GIVEN PROBLEM => Set out the lines starting at the one that contains "Autonomous forklift vision pipeline — detect the patch" and ending at the one that contains "40,244,616,297" as a Markdown table with two columns, Row and Line. Give each line a row number and leave out blank lines.

----

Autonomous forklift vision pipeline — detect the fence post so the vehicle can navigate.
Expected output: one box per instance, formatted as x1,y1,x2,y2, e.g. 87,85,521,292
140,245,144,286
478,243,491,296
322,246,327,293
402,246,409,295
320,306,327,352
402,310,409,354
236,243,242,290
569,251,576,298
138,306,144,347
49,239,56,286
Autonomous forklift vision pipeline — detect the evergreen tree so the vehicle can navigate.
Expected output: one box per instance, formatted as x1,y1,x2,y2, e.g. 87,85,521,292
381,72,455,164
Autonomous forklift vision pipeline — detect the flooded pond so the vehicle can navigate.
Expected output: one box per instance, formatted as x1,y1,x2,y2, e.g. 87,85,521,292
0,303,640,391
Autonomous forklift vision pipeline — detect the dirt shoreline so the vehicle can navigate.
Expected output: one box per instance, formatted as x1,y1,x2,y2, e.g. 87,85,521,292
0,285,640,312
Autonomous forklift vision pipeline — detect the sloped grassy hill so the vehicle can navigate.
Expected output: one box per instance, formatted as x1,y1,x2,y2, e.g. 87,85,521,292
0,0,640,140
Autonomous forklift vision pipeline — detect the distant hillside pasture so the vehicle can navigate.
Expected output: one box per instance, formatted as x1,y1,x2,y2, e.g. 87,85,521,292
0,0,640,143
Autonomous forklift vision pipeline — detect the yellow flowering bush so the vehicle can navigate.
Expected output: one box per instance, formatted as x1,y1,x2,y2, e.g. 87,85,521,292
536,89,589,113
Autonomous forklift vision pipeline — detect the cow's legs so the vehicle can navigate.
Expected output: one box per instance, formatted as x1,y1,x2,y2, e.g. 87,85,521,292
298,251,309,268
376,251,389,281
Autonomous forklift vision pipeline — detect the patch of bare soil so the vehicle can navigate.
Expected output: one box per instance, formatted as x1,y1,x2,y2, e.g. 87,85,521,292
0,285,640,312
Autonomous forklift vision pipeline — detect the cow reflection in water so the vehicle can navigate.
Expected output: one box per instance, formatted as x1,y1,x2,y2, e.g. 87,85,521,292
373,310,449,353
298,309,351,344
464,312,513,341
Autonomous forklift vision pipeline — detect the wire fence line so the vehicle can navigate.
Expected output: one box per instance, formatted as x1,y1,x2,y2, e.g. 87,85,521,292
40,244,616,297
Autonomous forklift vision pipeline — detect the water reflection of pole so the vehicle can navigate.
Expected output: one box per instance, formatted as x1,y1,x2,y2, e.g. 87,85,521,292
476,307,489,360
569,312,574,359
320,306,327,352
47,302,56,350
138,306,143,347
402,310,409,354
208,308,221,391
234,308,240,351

----

SOLUTION TO THE EXERCISE =>
| Row | Line |
|---|---|
| 1 | Autonomous forklift vision pipeline — detect the patch of bare soil so the vehicle can navigate. |
| 2 | Expected output: one box per instance, formatted as x1,y1,x2,y2, e.g. 87,85,521,292 |
| 3 | 0,285,640,312 |
| 4 | Autonomous forklift vision pipeline — detect the cow reflection in water so the vehicle can navigate. |
| 5 | Expected output: one box per instance, formatted as x1,y1,x2,y2, e.g. 87,85,521,292 |
| 6 | 373,310,449,353 |
| 7 | 298,309,351,344 |
| 8 | 464,312,513,341 |
| 9 | Autonomous forklift vision pipeline — detect the wire fence line so the vehicle can navigate. |
| 10 | Expected output: one box per instance, formatted as x1,y1,x2,y2, e.g. 87,85,521,292 |
| 11 | 40,244,616,297 |